_SUPPLIED DATA_
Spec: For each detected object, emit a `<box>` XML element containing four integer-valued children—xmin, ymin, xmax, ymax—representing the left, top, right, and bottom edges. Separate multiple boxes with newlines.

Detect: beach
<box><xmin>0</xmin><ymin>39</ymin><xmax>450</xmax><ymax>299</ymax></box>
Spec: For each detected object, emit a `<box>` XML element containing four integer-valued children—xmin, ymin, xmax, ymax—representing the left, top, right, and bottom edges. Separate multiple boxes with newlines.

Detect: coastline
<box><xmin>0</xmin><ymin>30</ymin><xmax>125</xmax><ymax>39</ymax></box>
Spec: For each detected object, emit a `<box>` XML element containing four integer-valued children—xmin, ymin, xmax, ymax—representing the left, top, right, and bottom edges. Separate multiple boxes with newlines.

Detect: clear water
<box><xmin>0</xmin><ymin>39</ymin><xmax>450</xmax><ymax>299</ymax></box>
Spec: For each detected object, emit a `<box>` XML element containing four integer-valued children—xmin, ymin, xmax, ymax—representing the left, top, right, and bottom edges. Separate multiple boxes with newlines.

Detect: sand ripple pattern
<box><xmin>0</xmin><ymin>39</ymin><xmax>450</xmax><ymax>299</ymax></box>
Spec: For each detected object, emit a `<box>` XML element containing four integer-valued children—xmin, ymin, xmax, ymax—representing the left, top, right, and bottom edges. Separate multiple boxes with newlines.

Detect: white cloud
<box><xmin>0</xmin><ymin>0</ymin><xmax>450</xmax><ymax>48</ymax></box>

---

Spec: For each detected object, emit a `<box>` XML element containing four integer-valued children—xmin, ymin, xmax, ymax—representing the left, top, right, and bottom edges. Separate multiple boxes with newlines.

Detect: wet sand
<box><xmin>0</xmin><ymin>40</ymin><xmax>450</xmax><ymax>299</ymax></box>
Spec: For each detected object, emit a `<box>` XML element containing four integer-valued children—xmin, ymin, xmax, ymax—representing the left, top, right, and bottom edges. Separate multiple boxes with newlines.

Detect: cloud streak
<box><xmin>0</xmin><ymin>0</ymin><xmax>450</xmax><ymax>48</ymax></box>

* * *

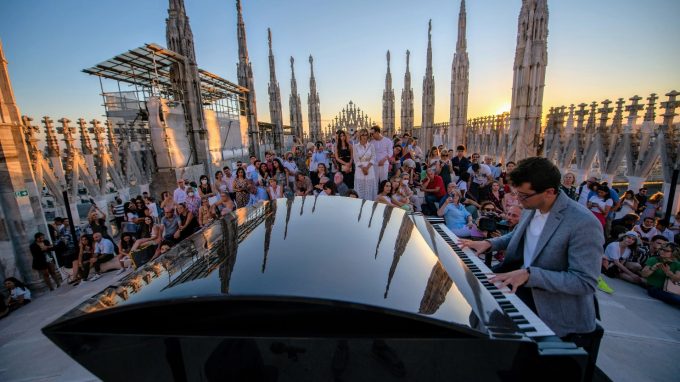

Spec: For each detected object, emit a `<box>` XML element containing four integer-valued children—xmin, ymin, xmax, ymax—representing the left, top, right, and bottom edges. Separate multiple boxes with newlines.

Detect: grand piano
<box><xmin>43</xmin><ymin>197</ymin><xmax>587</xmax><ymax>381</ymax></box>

_GOAL_
Find every line in the rows above that contains the word "sand" and copy each one out. Treat uppercase and lowercase letters as different.

_PROBLEM SOLUTION_
Detect: sand ripple pattern
Detect: wet sand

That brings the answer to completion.